Stored records:
* * *
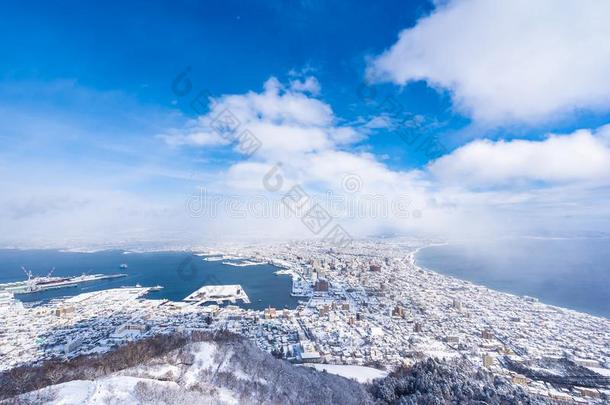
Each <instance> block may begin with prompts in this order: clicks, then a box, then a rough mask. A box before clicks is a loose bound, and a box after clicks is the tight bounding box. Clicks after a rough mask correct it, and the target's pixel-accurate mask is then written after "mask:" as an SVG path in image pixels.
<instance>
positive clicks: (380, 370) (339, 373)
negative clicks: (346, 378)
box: [306, 364, 388, 383]
mask: <svg viewBox="0 0 610 405" xmlns="http://www.w3.org/2000/svg"><path fill="white" fill-rule="evenodd" d="M306 366H307V367H313V368H315V369H316V370H318V371H322V370H326V372H327V373H330V374H336V375H340V376H342V377H345V378H351V379H354V380H356V381H358V382H359V383H368V382H371V381H372V380H374V379H375V378H383V377H385V376H387V375H388V372H387V371H383V370H378V369H376V368H372V367H365V366H350V365H340V364H307V365H306Z"/></svg>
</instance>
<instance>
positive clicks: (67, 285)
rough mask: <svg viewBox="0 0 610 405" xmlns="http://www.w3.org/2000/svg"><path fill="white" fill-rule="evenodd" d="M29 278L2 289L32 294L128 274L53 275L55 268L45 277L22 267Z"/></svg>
mask: <svg viewBox="0 0 610 405" xmlns="http://www.w3.org/2000/svg"><path fill="white" fill-rule="evenodd" d="M21 269H22V270H23V271H24V273H25V275H26V276H27V278H28V279H27V280H24V281H16V282H12V283H5V284H0V291H6V292H9V293H11V294H30V293H36V292H40V291H45V290H54V289H57V288H68V287H76V286H77V285H79V284H81V283H87V282H91V281H99V280H109V279H114V278H120V277H126V276H127V274H83V275H81V276H76V277H53V276H52V274H53V271H54V270H55V269H53V270H51V271H50V272H49V274H48V275H46V276H44V277H38V276H33V275H32V272H31V271H29V270H26V269H25V268H24V267H22V268H21Z"/></svg>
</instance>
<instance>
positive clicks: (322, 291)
mask: <svg viewBox="0 0 610 405" xmlns="http://www.w3.org/2000/svg"><path fill="white" fill-rule="evenodd" d="M313 289H314V290H315V291H319V292H328V281H326V280H325V279H323V278H320V279H318V280H317V281H316V284H314V287H313Z"/></svg>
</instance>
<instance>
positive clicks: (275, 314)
mask: <svg viewBox="0 0 610 405" xmlns="http://www.w3.org/2000/svg"><path fill="white" fill-rule="evenodd" d="M264 314H265V319H273V318H275V317H276V313H275V308H272V307H269V308H265V312H264Z"/></svg>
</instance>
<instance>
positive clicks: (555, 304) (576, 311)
mask: <svg viewBox="0 0 610 405" xmlns="http://www.w3.org/2000/svg"><path fill="white" fill-rule="evenodd" d="M537 239H543V240H546V238H537ZM553 240H554V239H553ZM450 244H451V242H444V243H433V244H428V245H424V246H420V247H417V248H416V249H415V250H414V251H413V252H411V253H409V255H408V256H407V257H408V260H409V262H410V263H411V264H412V265H413V268H414V269H415V270H419V271H425V272H430V273H434V274H437V275H439V276H442V277H446V278H449V279H452V280H459V281H460V282H464V283H468V284H471V285H472V286H475V287H479V288H485V289H487V290H490V291H493V292H496V293H500V294H505V295H509V296H512V297H517V298H520V299H532V298H533V299H535V301H536V303H537V304H539V305H543V306H545V307H548V308H551V309H553V310H555V311H560V312H566V311H567V312H572V313H574V314H578V315H586V316H590V317H593V318H597V319H602V320H604V321H608V320H610V317H608V316H604V315H598V314H593V313H590V312H587V311H583V310H578V309H574V308H569V307H566V306H561V305H556V304H549V303H547V302H546V301H544V300H543V298H541V297H538V296H532V295H525V294H520V293H517V292H514V291H509V290H503V289H501V288H498V287H492V286H488V285H486V284H484V283H481V282H477V281H473V280H468V279H465V278H460V277H457V276H453V275H451V274H446V273H444V272H443V271H442V270H440V269H433V268H430V267H426V266H424V265H422V264H420V263H418V261H417V255H418V253H420V252H421V251H422V250H424V249H427V248H431V247H438V246H448V245H450Z"/></svg>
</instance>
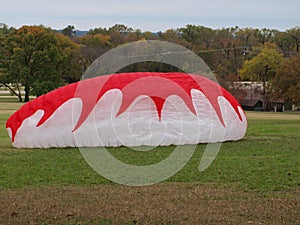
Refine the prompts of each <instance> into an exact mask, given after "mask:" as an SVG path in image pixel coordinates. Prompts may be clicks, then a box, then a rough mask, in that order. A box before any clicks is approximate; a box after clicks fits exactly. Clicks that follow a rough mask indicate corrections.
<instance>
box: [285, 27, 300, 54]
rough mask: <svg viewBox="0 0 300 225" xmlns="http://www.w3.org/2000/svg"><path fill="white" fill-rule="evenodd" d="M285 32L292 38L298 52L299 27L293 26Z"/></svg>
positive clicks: (295, 48)
mask: <svg viewBox="0 0 300 225" xmlns="http://www.w3.org/2000/svg"><path fill="white" fill-rule="evenodd" d="M287 34H288V35H289V36H290V37H291V39H292V40H293V42H294V46H295V49H296V52H297V53H299V51H300V27H294V28H292V29H289V30H287Z"/></svg>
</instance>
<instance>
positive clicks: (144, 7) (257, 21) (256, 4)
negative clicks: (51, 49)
mask: <svg viewBox="0 0 300 225" xmlns="http://www.w3.org/2000/svg"><path fill="white" fill-rule="evenodd" d="M299 9H300V1H299V0H247V1H243V0H223V1H222V0H199V1H197V0H180V1H179V0H171V1H166V0H151V1H150V0H148V1H143V0H122V1H120V0H80V1H77V0H50V1H49V0H0V23H5V24H7V25H8V26H13V27H16V28H19V27H21V26H22V25H41V24H42V25H44V26H47V27H51V28H53V29H63V28H65V27H66V26H68V25H74V26H75V29H78V30H89V29H93V28H96V27H106V28H108V27H111V26H113V25H115V24H125V25H127V26H129V27H132V28H133V29H141V30H142V31H151V32H157V31H165V30H167V29H171V28H180V27H185V26H186V25H187V24H194V25H202V26H206V27H211V28H214V29H218V28H223V27H235V26H238V27H240V28H246V27H251V28H272V29H278V30H282V31H284V30H286V29H290V28H293V27H296V26H300V11H299Z"/></svg>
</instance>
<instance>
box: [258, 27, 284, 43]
mask: <svg viewBox="0 0 300 225" xmlns="http://www.w3.org/2000/svg"><path fill="white" fill-rule="evenodd" d="M278 32H279V31H277V30H275V29H268V28H263V29H261V30H259V31H258V33H257V35H258V41H259V42H260V43H262V44H263V45H265V43H266V42H272V41H273V39H274V37H275V35H276V33H278Z"/></svg>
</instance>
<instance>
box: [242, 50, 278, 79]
* * *
Rename "positive clicks" to "include clicks" throughout the listing and give it back with no other changes, leaving out the pictures.

Each <instance> block may begin with prompts in this order: clicks, then a box, then a rough mask. A box before clicks is a loose bound, and a box after clicks is the tight bounding box. Clicks after a rough mask correct it, and the target's pixel-accurate mask is then written after "mask:" as an SVG path in image pixels.
<instance>
include clicks: (380, 370) (339, 373)
negative clicks: (346, 378)
box: [306, 364, 388, 383]
mask: <svg viewBox="0 0 610 405" xmlns="http://www.w3.org/2000/svg"><path fill="white" fill-rule="evenodd" d="M306 366H307V367H313V368H315V369H316V370H318V371H322V370H326V372H327V373H330V374H336V375H340V376H342V377H345V378H351V379H354V380H356V381H358V382H359V383H368V382H371V381H372V380H374V379H375V378H383V377H385V376H387V375H388V372H387V371H383V370H378V369H376V368H372V367H365V366H350V365H340V364H307V365H306Z"/></svg>
</instance>
<instance>
include clicks: (67, 285)
rough mask: <svg viewBox="0 0 610 405" xmlns="http://www.w3.org/2000/svg"><path fill="white" fill-rule="evenodd" d="M29 278L2 289L32 294L128 274L53 275L55 268L45 277L22 267Z"/></svg>
mask: <svg viewBox="0 0 610 405" xmlns="http://www.w3.org/2000/svg"><path fill="white" fill-rule="evenodd" d="M21 269H22V270H23V271H24V273H25V275H26V276H27V278H28V279H27V280H24V281H16V282H12V283H5V284H0V291H6V292H9V293H11V294H30V293H36V292H40V291H45V290H54V289H57V288H68V287H76V286H77V285H79V284H81V283H87V282H91V281H99V280H109V279H114V278H120V277H126V276H127V274H83V275H81V276H76V277H53V276H52V274H53V271H54V270H55V269H53V270H51V271H50V272H49V274H48V275H46V276H44V277H38V276H33V275H32V272H31V271H29V270H26V269H25V268H24V267H22V268H21Z"/></svg>
</instance>
<instance>
include clicks: (322, 291)
mask: <svg viewBox="0 0 610 405" xmlns="http://www.w3.org/2000/svg"><path fill="white" fill-rule="evenodd" d="M313 289H314V290H315V291H319V292H328V281H326V280H325V279H323V278H320V279H318V280H317V281H316V284H314V287H313Z"/></svg>
</instance>
<instance>
include clicks: (275, 314)
mask: <svg viewBox="0 0 610 405" xmlns="http://www.w3.org/2000/svg"><path fill="white" fill-rule="evenodd" d="M264 314H265V319H273V318H275V317H276V313H275V308H272V307H269V308H265V312H264Z"/></svg>
</instance>
<instance>
include clicks: (555, 304) (576, 311)
mask: <svg viewBox="0 0 610 405" xmlns="http://www.w3.org/2000/svg"><path fill="white" fill-rule="evenodd" d="M537 239H543V240H546V238H537ZM553 240H554V239H553ZM450 244H451V242H444V243H433V244H428V245H424V246H420V247H417V248H416V249H415V250H414V251H413V252H411V253H409V255H408V256H407V257H408V260H409V262H410V263H411V264H412V265H413V268H414V269H415V270H419V271H425V272H430V273H434V274H437V275H439V276H442V277H446V278H449V279H452V280H459V281H460V282H464V283H468V284H471V285H472V286H475V287H479V288H485V289H487V290H490V291H493V292H496V293H500V294H505V295H509V296H512V297H517V298H520V299H532V298H533V299H535V301H536V303H537V304H539V305H543V306H545V307H548V308H551V309H553V310H555V311H560V312H566V311H567V312H572V313H574V314H578V315H586V316H590V317H593V318H597V319H602V320H604V321H608V320H610V317H608V316H604V315H598V314H593V313H590V312H587V311H583V310H578V309H574V308H569V307H566V306H561V305H556V304H549V303H547V302H546V301H544V300H543V298H541V297H538V296H532V295H525V294H520V293H517V292H514V291H509V290H503V289H501V288H498V287H492V286H488V285H486V284H484V283H481V282H477V281H473V280H468V279H465V278H460V277H457V276H453V275H451V274H446V273H444V272H443V271H442V270H440V269H433V268H430V267H426V266H424V265H422V264H420V263H418V261H417V255H418V253H420V252H421V251H422V250H424V249H427V248H431V247H438V246H448V245H450Z"/></svg>
</instance>
Refine the prompts of each <instance> into an exact mask, given after "mask:" as an SVG path in image pixel coordinates. Prompts may be clicks, then a box, then a rough mask, in that order. A box before any clicks is approximate; a box after clicks fits exactly. Clicks that follow a rough mask indicate corrections.
<instance>
box: [285, 27, 300, 54]
rough mask: <svg viewBox="0 0 300 225" xmlns="http://www.w3.org/2000/svg"><path fill="white" fill-rule="evenodd" d="M285 32L292 38L298 52L299 27L293 26Z"/></svg>
include clicks: (295, 48)
mask: <svg viewBox="0 0 300 225" xmlns="http://www.w3.org/2000/svg"><path fill="white" fill-rule="evenodd" d="M287 34H288V35H289V36H290V37H291V39H292V40H293V42H294V46H295V49H296V52H297V53H299V51H300V27H294V28H292V29H289V30H287Z"/></svg>
</instance>
<instance>
include clicks: (144, 7) (257, 21) (256, 4)
negative clicks: (51, 49)
mask: <svg viewBox="0 0 300 225" xmlns="http://www.w3.org/2000/svg"><path fill="white" fill-rule="evenodd" d="M299 9H300V1H299V0H247V1H243V0H223V1H222V0H199V1H197V0H180V1H179V0H171V1H166V0H151V1H150V0H148V1H143V0H122V1H120V0H80V1H77V0H50V1H49V0H0V23H5V24H7V25H8V26H13V27H16V28H19V27H21V26H22V25H41V24H42V25H44V26H47V27H51V28H53V29H63V28H65V27H66V26H68V25H74V26H75V29H78V30H89V29H93V28H96V27H106V28H108V27H111V26H113V25H115V24H125V25H127V26H129V27H132V28H133V29H141V30H142V31H151V32H157V31H165V30H167V29H171V28H180V27H185V26H186V25H187V24H194V25H202V26H206V27H211V28H214V29H218V28H223V27H235V26H238V27H240V28H246V27H251V28H272V29H278V30H282V31H284V30H286V29H290V28H293V27H296V26H300V11H299Z"/></svg>
</instance>
<instance>
box: [258, 27, 284, 43]
mask: <svg viewBox="0 0 300 225" xmlns="http://www.w3.org/2000/svg"><path fill="white" fill-rule="evenodd" d="M278 32H279V31H277V30H275V29H268V28H263V29H261V30H259V31H258V33H257V35H258V41H259V42H260V43H262V44H263V45H265V43H266V42H272V41H273V39H274V37H275V35H276V33H278Z"/></svg>
</instance>
<instance>
box: [242, 50, 278, 79]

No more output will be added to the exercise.